• **PASSAGE TO READ**
* * *
History in Review
A Dog's History of America. How Our Best Friend Explored, Conquered, and Settled a Continent
By Mark Derr. (North Point Press - A Division of Farrar, Straus and Giroux, New York: 2004. Pg. 352. Illustrations.) ISBN: 0-86547-631-4
Reviewed by Rochelle Caviness - September 6, 2004
Dogs were one of the first animals to be domesticated by man. For well over 10,000 years, this bond has been unbroken. While modern dogs little resemble those first dogs that set up housekeeping with their human pack-mates, the relationship is still the same. Dogs provide companionship, protection, and they serve as work animals. Man, for his part, provides a home, food, and a family (pack). Dogs have been with man as they moved from being hunter-gathers to sedentary farmers, and as they explored the world around them. However, because they are so much a part of man's history, their historical significance is often overlooked. Historians may mention the presence of dogs, but few have made the effort to explore the contribution that dogs have made to the historical record. Mark Derr has taken a major step toward correcting this oversight in his book, A Dog's History of America: How Our Best Friend Explored, Conquered, and Settled a Continent. In this book he explores man's partnership with his canine companions by looking at the role dogs played in American history and in popular culture.
A fascinating book, A Dog's History of America shows the myriad of similar roles that dogs played in Native American societies and with the European explores and settlers that they accompanied. For both groups, dogs served as guard dogs, hunters, companions, beasts of burden, and in times of need, as a source of food. Derr not only chronicles the dogs' role in Native American life, and in the exploration and settlement of the country by Europeans, but he also illustrates the role dogs have continued to play in American history - especially during World War I and II, the Depression, the Cold War, and the Civil Rights Movement.
"In all, perhaps a quarter of a million dogs saw active service in World War II< in nearly every corner of the globe where there was fighting. The Germans reportedly had 200,000 dogs in service as casualty dogs, sentries, scouts, guards, and intimidators of civilians. The Japanese deployed some 25,000 dogs... The Soviet Union put 50,000 into service, including antitank suicide dogs." (Pg. 297).
This book does not purport to be a comprehensive history of America, nor of its dogs. Rather it presents representative tidbits from American history that illustrate the important role that dogs have played throughout the history of the region. In doing this, Derr has chosen to concentrate primarily on the explorers that traversed the land, and took dogs along on the trek, such as Lewis & Clark, Daniel Boone, Christopher Columbus and Alexander Mackenzie. He explores the contributions that dogs made as they accompanied the wagon trains that crossed the prairies, and in the gold fields of California and Alaska. He chronicles the role they have played in helping men explore inhospitable terrains such as during Richard Byrd's exploration of Antarctica, as well as their use as test subjects in early space missions. Derr also tackles such issues as: the animal rights movement, vivisection, the health and mental instability that can be associated with purebred dogs, and dogs that have killed humans - as well as those doggie heroes that have saved countless human lives.
* * *
• **QUESTIONS ON THE MATERIAL**
1. Say whether each statement agrees with the review, answering yes or no and quoting the review's words that decide it.
(a) The review presents Derr's book as a comprehensive history of America.
(b) According to the review, the Soviet Union put 50,000 dogs into service in World War II.
(c) The review mentions dogs being used as test subjects in early space missions.
2. Reproduce the part of the review between "A fascinating book, A" and "Civil Rights Movement.", inclusive, word for word.
Rely on the review alone.

• **PROVIDED RECORDS**
* * *
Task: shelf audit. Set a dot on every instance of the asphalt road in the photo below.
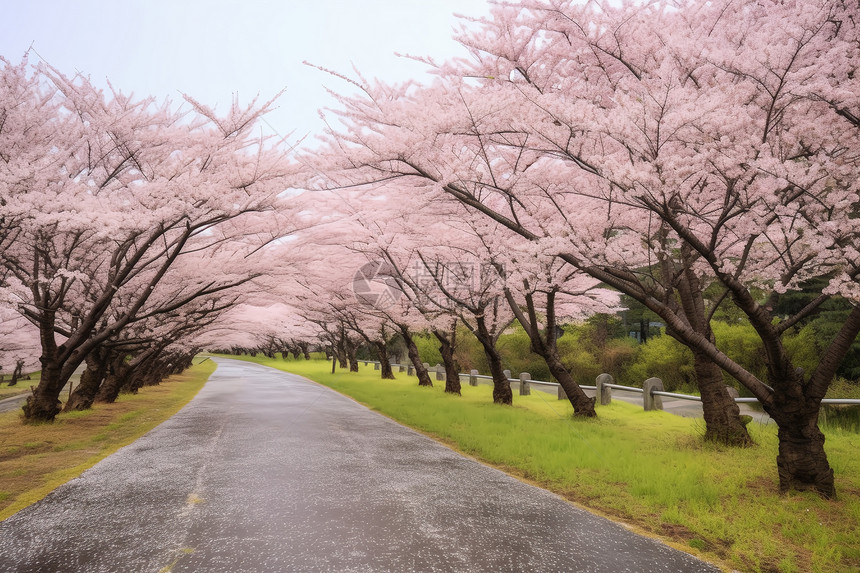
(266, 471)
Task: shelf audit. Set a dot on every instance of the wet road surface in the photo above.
(266, 472)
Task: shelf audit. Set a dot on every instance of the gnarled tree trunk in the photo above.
(452, 369)
(384, 363)
(84, 395)
(722, 416)
(501, 387)
(412, 350)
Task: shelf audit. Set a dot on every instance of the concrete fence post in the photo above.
(604, 393)
(652, 402)
(525, 387)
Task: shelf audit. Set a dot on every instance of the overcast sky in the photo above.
(211, 49)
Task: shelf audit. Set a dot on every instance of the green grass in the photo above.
(37, 458)
(650, 470)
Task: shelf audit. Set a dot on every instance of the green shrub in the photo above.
(665, 358)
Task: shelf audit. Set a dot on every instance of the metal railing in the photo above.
(652, 389)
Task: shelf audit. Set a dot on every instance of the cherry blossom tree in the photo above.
(660, 149)
(102, 213)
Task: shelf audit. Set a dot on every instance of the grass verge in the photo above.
(37, 458)
(650, 470)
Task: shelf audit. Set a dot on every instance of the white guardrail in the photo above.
(652, 389)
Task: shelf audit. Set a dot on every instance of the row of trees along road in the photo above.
(126, 226)
(660, 149)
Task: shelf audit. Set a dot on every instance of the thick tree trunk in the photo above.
(412, 350)
(384, 363)
(351, 357)
(802, 463)
(501, 387)
(801, 460)
(341, 353)
(43, 404)
(84, 395)
(722, 416)
(582, 405)
(452, 369)
(16, 372)
(114, 380)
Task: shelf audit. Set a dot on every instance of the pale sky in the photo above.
(211, 49)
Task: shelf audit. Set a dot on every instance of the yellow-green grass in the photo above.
(37, 458)
(650, 470)
(22, 387)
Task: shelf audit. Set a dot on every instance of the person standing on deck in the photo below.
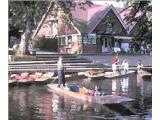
(125, 67)
(115, 61)
(61, 76)
(139, 66)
* * *
• **ANSWERS TO THIS EXERCISE**
1.
(a) No: "This book does not purport to be a comprehensive history of America, nor of its dogs."
(b) Yes: "The Soviet Union put 50,000 into service, including antitank suicide dogs."
(c) Yes: "as well as their use as test subjects in early space missions."

2.
A fascinating book, A Dog's History of America shows the myriad of similar roles that dogs played in Native American societies and with the European explores and settlers that they accompanied. For both groups, dogs served as guard dogs, hunters, companions, beasts of burden, and in times of need, as a source of food. Derr not only chronicles the dogs' role in Native American life, and in the exploration and settlement of the country by Europeans, but he also illustrates the role dogs have continued to play in American history - especially during World War I and II, the Depression, the Cold War, and the Civil Rights Movement.